Document section.
* BEGIN *

Now you should have a repo setup and ready for some code!

The Languages

In order to perform language classification, a data source is needed. A good source will have a large amount of text and accurate category labels (the categories being the identities of the languages). Wikipedia seems like a great place to start. Not only do they have a well-documented API, but it allows for language-specific querying.

Inside your repo, create a file called languages.py. This file will include the meta-data of our project - the details about the languages we’ll classify. This data is taken from here:

# languages.py
"""
The top 14 languages with the greatest number of articles (with the exception of Waray) were
selected from here: https://en.wikipedia.org/wiki/List_of_Wikipedias
"""

LANGUAGE_STATS = [ \
    # Language, code, articles, users
    ("English", "en", 6251473, 40971086),
    ("Cebuano", "ceb", 5525120, 75812),
    ("Swedish", "sv", 3417156, 762664),
    ("German", "de", 2538143, 3642783),
    ("French", "fr", 2300250, 4018582),
    ("Dutch", "nl", 2045761, 1123270),
    ("Russian", "ru", 1699933, 2924014),
    ("Italian", "it", 1674804, 2083500),
    ("Spanish", "es", 1661352, 6122869),
    ("Polish", "pl", 1457390, 1084637),
    ("Vietnamese", "vi", 1261526, 787725),
    ("Japanese", "ja", 1254240, 1751078),
    ("Egyptian Arabic", "arz", 1202137, 146896),
    ("Chinese", "zh", 1177896, 3051388)
    ]

LANGUAGES = [language for (language, _, _, _) in LANGUAGE_STATS]

# Map the language code to the name i.e. {"en": "English", ...}
mapping = {k: v for v, k, _, _ in LANGUAGE_STATS}

The languages I selected all have large numbers of speakers and lots of articles on Wikipedia. However, there is one weird outlier: Cebuano, a language spoken in the Philippines. This language has lots of articles because a bot automatically generated them. Later on I’ll talk about how we should deal with this problem (and if it’s even a problem in the first place!).

* END *

Supplied information.
* BEGIN *

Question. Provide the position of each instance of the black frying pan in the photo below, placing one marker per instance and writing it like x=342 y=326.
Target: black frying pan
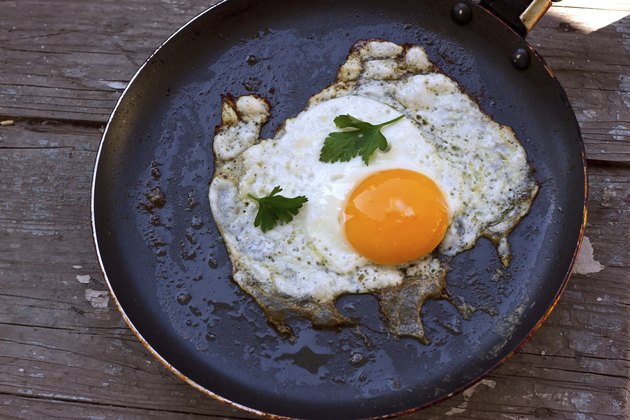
x=167 y=265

* END *

Required task.
Continue the tutorial on building a Wikipedia language classifier, starting right after its final sentence about Cebuano.

Written reply.
LANGUAGE_STATS and LANGUAGES are important and we’ll import them into some of the modules we create later on.

Assemble a Corpus

Inside the repository, create a directory called scraper. Scripts to download and store data will live here. Inside this directory, create another directory called data and a file called get_data.py. Make sure to read the documentation in the code below as you go along:

# get_data.py
"""
This module exposes the class GetWikiArticles which is used to download and sanitize Wikipedia
articles, downloading them as .txt files to a specified directory. I recommend downloading less
than 100 articles per language at a time, as Wikipedia's servers might decide to block or limit
your IP address.

The number of articles that are downloaded are set as a fraction of the total number of Wikipedia
articles for the given language. The default fraction is 0.00001. For instance, there are 6 million
articles in English, so: 6000000 * 0.00001 = 60 articles will be downloaded. However, keep in mind
that some languages like Cebuano are over-represented, so depending on how you intend this app to
be used, you may want to modify the data distribution by language.
"""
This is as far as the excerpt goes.